# ABOUT THIS EXERCISE
Repeat the data in full. No line may differ from the original.

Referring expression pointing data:
= Beginning of Section =

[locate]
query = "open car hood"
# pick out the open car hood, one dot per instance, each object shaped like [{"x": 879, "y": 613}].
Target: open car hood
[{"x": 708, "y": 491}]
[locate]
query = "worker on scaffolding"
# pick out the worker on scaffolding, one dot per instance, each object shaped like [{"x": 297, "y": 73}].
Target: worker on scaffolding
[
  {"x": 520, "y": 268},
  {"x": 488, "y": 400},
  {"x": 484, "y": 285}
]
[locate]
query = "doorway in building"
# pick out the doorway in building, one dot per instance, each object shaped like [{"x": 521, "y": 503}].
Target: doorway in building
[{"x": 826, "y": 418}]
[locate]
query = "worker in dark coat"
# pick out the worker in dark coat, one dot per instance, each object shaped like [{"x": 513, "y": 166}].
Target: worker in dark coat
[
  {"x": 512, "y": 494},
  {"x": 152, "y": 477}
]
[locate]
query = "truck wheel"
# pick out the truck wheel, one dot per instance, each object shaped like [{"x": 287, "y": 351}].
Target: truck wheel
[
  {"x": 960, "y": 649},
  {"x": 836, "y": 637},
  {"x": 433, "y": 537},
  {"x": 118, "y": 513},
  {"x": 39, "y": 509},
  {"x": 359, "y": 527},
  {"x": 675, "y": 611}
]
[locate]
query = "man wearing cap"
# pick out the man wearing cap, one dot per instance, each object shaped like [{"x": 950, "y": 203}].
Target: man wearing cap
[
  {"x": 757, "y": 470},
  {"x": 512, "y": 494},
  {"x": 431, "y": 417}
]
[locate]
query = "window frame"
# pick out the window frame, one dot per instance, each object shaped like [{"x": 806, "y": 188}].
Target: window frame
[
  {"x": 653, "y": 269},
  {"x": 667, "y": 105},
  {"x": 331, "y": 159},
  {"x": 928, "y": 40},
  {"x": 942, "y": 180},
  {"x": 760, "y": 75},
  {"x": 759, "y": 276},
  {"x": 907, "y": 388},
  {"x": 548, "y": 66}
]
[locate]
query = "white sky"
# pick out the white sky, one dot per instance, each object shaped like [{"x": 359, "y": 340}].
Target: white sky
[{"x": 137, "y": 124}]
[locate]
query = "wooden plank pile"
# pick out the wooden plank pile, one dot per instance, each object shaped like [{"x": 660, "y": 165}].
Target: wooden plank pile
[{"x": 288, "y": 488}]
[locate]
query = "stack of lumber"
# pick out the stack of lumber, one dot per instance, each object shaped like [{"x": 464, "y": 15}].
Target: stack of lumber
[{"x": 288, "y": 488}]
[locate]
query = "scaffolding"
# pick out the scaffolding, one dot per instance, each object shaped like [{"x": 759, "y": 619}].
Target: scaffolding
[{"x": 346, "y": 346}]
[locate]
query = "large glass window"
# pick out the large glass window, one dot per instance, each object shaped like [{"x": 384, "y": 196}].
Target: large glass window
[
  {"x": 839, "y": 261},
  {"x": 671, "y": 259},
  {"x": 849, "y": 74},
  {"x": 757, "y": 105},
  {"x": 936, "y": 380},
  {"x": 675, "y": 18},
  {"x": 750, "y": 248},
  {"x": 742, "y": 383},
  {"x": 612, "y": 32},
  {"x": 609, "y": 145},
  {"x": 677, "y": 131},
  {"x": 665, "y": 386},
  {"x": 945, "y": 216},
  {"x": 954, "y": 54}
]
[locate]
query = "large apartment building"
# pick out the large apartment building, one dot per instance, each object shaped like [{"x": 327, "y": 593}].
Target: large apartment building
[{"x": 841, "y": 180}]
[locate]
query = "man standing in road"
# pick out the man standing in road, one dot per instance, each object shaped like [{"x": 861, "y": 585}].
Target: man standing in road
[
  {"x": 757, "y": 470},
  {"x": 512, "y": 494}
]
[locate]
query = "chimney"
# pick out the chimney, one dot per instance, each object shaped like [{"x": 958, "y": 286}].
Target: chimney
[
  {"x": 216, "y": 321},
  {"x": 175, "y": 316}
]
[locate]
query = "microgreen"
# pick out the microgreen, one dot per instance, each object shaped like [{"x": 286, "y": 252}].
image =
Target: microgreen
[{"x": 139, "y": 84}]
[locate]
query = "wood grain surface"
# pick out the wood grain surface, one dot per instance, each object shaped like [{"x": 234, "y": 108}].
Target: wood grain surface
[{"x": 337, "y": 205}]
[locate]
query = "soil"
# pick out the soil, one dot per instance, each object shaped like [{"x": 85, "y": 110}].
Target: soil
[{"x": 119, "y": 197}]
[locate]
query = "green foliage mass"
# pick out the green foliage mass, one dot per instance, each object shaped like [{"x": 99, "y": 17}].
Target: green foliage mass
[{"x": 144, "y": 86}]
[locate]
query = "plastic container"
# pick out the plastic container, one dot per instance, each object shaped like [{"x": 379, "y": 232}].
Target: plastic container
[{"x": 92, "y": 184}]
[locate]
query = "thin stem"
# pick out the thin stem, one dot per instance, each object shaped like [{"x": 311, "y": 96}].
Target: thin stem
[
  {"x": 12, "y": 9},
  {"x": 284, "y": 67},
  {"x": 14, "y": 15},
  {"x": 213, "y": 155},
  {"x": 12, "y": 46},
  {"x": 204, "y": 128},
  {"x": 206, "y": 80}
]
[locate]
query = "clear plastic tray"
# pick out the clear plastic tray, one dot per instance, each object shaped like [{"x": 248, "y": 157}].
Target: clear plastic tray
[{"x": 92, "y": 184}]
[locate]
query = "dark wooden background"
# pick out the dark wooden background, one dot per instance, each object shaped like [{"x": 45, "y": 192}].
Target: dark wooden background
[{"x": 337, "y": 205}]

= End of Section =

# ANSWER TO THE PROBLEM
[locate]
query = "open car hood"
# pick out the open car hood, one dot per instance, each object shaped like [{"x": 879, "y": 613}].
Target: open car hood
[{"x": 708, "y": 491}]
[locate]
query = "worker on scaffolding"
# pick out the worker on scaffolding, one dot per instance, each object shaped like [{"x": 297, "y": 73}].
Target: worker on scaffolding
[
  {"x": 520, "y": 268},
  {"x": 488, "y": 400},
  {"x": 484, "y": 285}
]
[locate]
query = "doorway in building"
# pick out the doorway in building, one dot per instance, each object shaped like [{"x": 521, "y": 503}].
Target: doorway in building
[{"x": 826, "y": 418}]
[locate]
query = "worker in dark coat"
# pick out the worker in dark coat, one dot per instance, each object shaped like [{"x": 513, "y": 166}].
Target: worker in dark coat
[
  {"x": 512, "y": 494},
  {"x": 152, "y": 477}
]
[locate]
query = "truck wheel"
# pick out the truck wheel, one dot per instance, each object shaped like [{"x": 287, "y": 351}].
Target: truck wheel
[
  {"x": 960, "y": 649},
  {"x": 836, "y": 637},
  {"x": 433, "y": 537},
  {"x": 118, "y": 513},
  {"x": 39, "y": 509},
  {"x": 359, "y": 527},
  {"x": 675, "y": 611}
]
[locate]
query = "man wearing cap"
# pick out the man wearing cap, one dot per instance, each object shaped like [{"x": 950, "y": 203}].
Target: man wearing cap
[
  {"x": 757, "y": 470},
  {"x": 512, "y": 494},
  {"x": 431, "y": 417}
]
[locate]
query = "window frame"
# pick out the window frame, one dot per instance, each object shaped like [{"x": 806, "y": 188}].
Target: window frame
[
  {"x": 653, "y": 269},
  {"x": 667, "y": 105},
  {"x": 331, "y": 159},
  {"x": 928, "y": 40},
  {"x": 942, "y": 180},
  {"x": 760, "y": 75},
  {"x": 759, "y": 276},
  {"x": 907, "y": 388},
  {"x": 548, "y": 66}
]
[locate]
query = "white sky"
# pick out the white sky, one dot per instance, each object shaped like [{"x": 359, "y": 340}].
Target: white sky
[{"x": 137, "y": 124}]
[locate]
query = "wooden plank pile"
# pick out the wooden plank pile, one dot per instance, each object shaped like [{"x": 660, "y": 165}].
Target: wooden plank pile
[{"x": 288, "y": 488}]
[locate]
query = "stack of lumber"
# pick out the stack of lumber, one dot per instance, each object shaped like [{"x": 464, "y": 15}].
Target: stack of lumber
[{"x": 288, "y": 488}]
[locate]
query = "scaffolding"
# pick out the scaffolding, one dot per instance, each object shaped like [{"x": 759, "y": 619}].
Target: scaffolding
[{"x": 346, "y": 346}]
[locate]
query = "large glass window"
# pick out the large glass window, one dot per instance, each object shaped like [{"x": 384, "y": 196}].
Target: large glass window
[
  {"x": 839, "y": 261},
  {"x": 671, "y": 259},
  {"x": 849, "y": 74},
  {"x": 757, "y": 105},
  {"x": 936, "y": 380},
  {"x": 675, "y": 18},
  {"x": 750, "y": 248},
  {"x": 742, "y": 383},
  {"x": 612, "y": 32},
  {"x": 609, "y": 145},
  {"x": 677, "y": 131},
  {"x": 665, "y": 386},
  {"x": 945, "y": 216},
  {"x": 954, "y": 54}
]
[locate]
query = "large apartment building"
# pick out the large apartment building, one dot per instance, each object shaped like [{"x": 327, "y": 593}].
Target: large apartment building
[{"x": 841, "y": 180}]
[locate]
query = "man standing in road"
# pick out the man standing in road, one dot per instance, each object shaped like [{"x": 861, "y": 585}].
Target: man standing in road
[
  {"x": 757, "y": 470},
  {"x": 512, "y": 494}
]
[locate]
query = "chimney"
# pick out the chimney, one dot per instance, each object shaped like [{"x": 958, "y": 286}].
Target: chimney
[
  {"x": 216, "y": 321},
  {"x": 175, "y": 316}
]
[locate]
query = "microgreen"
# pick out the microgreen, one dot per instance, each object shaped like [{"x": 286, "y": 252}].
image =
Target: microgreen
[{"x": 139, "y": 84}]
[locate]
query = "wood grain surface"
# pick out the wood grain surface, one dot per instance, each object shaped like [{"x": 234, "y": 108}].
Target: wood grain surface
[{"x": 337, "y": 205}]
[locate]
query = "soil"
# pick out the soil, one dot per instance, each object shaped like [{"x": 85, "y": 110}].
Target: soil
[{"x": 119, "y": 197}]
[locate]
query = "green foliage mass"
# pick out the green foliage mass, one dot per instance, each object shaped like [{"x": 99, "y": 17}].
Target: green foliage mass
[{"x": 144, "y": 86}]
[locate]
query = "plastic container"
# pick out the plastic container, one dot per instance, each object shaped like [{"x": 379, "y": 232}].
Target: plastic container
[{"x": 92, "y": 184}]
[locate]
query = "thin stem"
# pick out the thin stem, one dot per instance, each object shaped like [{"x": 311, "y": 96}].
Target: thin stem
[
  {"x": 12, "y": 9},
  {"x": 284, "y": 67},
  {"x": 14, "y": 15},
  {"x": 213, "y": 155},
  {"x": 12, "y": 46},
  {"x": 204, "y": 128},
  {"x": 206, "y": 80}
]
[locate]
query = "clear plastic tray"
# pick out the clear plastic tray, one dot per instance, each object shaped like [{"x": 248, "y": 157}].
Target: clear plastic tray
[{"x": 92, "y": 184}]
[locate]
query = "dark wooden background"
# pick out the dark wooden background, one dot per instance, each object shaped like [{"x": 45, "y": 192}].
Target: dark wooden background
[{"x": 337, "y": 205}]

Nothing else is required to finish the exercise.